Extract each line below that contains the string "find". Case counts.
-- TASK INPUT start --
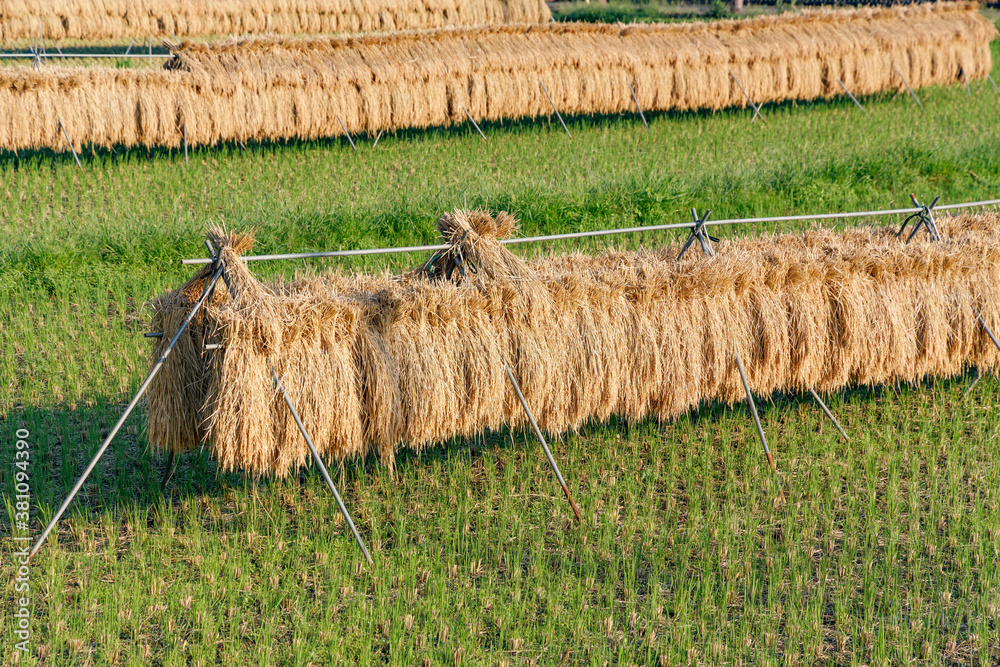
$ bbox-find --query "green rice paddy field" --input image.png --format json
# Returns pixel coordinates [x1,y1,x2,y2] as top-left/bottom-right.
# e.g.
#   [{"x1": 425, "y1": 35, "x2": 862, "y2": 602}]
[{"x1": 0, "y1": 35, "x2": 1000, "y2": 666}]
-- TASK INPUT end --
-- TASK INPUT start --
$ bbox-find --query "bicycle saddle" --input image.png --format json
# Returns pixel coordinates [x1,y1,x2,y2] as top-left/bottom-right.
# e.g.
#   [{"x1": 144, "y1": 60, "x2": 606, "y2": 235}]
-- TASK INPUT end --
◆ **WRITTEN SOLUTION**:
$ bbox-find --query "green rice paddy field" --input image.png --format json
$ bbox-find --query "bicycle saddle" --input image.png --format json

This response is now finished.